### TASK STATEMENT
Arrange the lines below as a Markdown table with the columns Row and Line, numbering each row and skipping blank lines. Leave the picture out of the table.

### EXCERPTED RECORDS

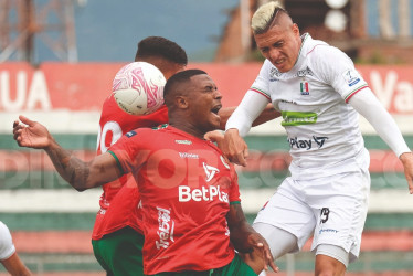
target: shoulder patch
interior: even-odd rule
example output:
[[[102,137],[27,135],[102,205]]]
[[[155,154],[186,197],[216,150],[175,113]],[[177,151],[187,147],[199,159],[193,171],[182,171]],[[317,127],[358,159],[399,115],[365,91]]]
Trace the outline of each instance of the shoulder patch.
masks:
[[[345,78],[348,86],[353,86],[360,82],[360,75],[356,70],[348,70],[342,73],[342,77]]]
[[[137,135],[135,130],[131,130],[129,132],[126,134],[126,137],[130,138],[133,136]]]

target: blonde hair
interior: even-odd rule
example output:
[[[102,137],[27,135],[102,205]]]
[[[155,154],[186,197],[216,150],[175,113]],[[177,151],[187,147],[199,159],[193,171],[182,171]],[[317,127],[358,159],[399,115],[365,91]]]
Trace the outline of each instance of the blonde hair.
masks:
[[[254,34],[265,33],[277,17],[278,11],[287,13],[278,1],[269,1],[261,6],[251,19],[251,28]]]

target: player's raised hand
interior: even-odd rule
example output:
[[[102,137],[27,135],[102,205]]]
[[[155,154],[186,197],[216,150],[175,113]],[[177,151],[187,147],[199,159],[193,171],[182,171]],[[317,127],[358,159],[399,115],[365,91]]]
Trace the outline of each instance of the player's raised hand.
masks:
[[[246,158],[248,157],[248,146],[244,139],[240,136],[239,130],[231,128],[225,131],[225,142],[227,151],[224,153],[231,162],[246,166]]]
[[[51,135],[47,129],[38,121],[22,115],[13,123],[13,138],[20,147],[45,149],[51,145]]]
[[[404,176],[407,180],[409,192],[410,194],[413,194],[413,153],[404,152],[400,156],[400,160],[404,167]]]

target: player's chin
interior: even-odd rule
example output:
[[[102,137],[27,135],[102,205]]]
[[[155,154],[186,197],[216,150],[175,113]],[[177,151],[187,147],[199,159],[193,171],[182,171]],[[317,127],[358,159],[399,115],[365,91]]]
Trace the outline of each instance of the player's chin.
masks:
[[[220,127],[221,127],[221,117],[218,116],[218,115],[211,116],[209,125],[211,127],[210,131],[215,130],[215,129],[220,129]]]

### WRITTEN SOLUTION
| Row | Line |
|---|---|
| 1 | target: shoulder patch |
| 2 | interior: even-odd rule |
| 3 | example output: |
| 4 | [[[102,137],[27,135],[102,205]]] |
| 5 | [[[155,154],[186,197],[216,150],[175,113]],[[177,151],[187,147],[199,159],[193,171],[182,171]],[[317,127],[358,159],[399,115],[365,91]]] |
| 6 | Trace the outline of each instance of the shoulder patch. |
| 7 | masks: |
| 8 | [[[345,78],[348,86],[353,86],[360,82],[360,75],[356,70],[348,70],[342,73],[342,77]]] |
| 9 | [[[137,135],[135,130],[131,130],[129,132],[126,134],[126,137],[130,138],[133,136]]] |
| 10 | target: blonde hair |
| 11 | interior: even-odd rule |
| 12 | example output: |
| 13 | [[[102,137],[27,135],[102,205]]] |
| 14 | [[[155,154],[186,197],[216,150],[175,113]],[[177,151],[187,147],[199,159],[193,171],[182,171]],[[317,127],[358,159],[399,115],[365,91]]] |
| 15 | Trace the outline of each instance of the blonde hair. |
| 16 | masks: |
| 17 | [[[254,34],[265,33],[277,17],[278,11],[287,13],[278,1],[269,1],[261,6],[251,19],[251,28]]] |
| 18 | target: player's raised hand |
| 19 | interior: even-odd rule |
| 20 | example output: |
| 21 | [[[102,137],[27,135],[102,205]]] |
| 22 | [[[155,154],[186,197],[216,150],[175,113]],[[177,151],[187,147],[199,159],[193,171],[182,171]],[[317,127],[358,159],[399,115],[365,91]]] |
| 23 | Trace the outline of each instance of the player's raised hand. |
| 24 | masks: |
| 25 | [[[246,158],[248,157],[248,146],[244,139],[240,136],[239,130],[231,128],[225,131],[225,142],[227,151],[224,153],[231,162],[246,166]]] |
| 26 | [[[51,135],[47,129],[38,121],[22,115],[13,123],[13,138],[20,147],[45,149],[51,145]]] |
| 27 | [[[404,176],[407,180],[409,192],[410,194],[413,194],[413,153],[404,152],[400,156],[400,160],[404,167]]] |
| 28 | target: player's chin |
| 29 | interior: even-odd rule |
| 30 | example output: |
| 31 | [[[102,137],[27,135],[102,205]]] |
| 32 | [[[155,154],[186,197],[216,150],[175,113]],[[177,151],[187,147],[199,159],[193,171],[182,171]],[[317,127],[358,159],[399,115],[365,91]]] |
| 33 | Trace the outline of each instance of the player's chin. |
| 34 | masks: |
| 35 | [[[220,127],[221,127],[221,117],[218,116],[218,115],[211,116],[209,125],[211,127],[210,131],[215,130],[215,129],[220,129]]] |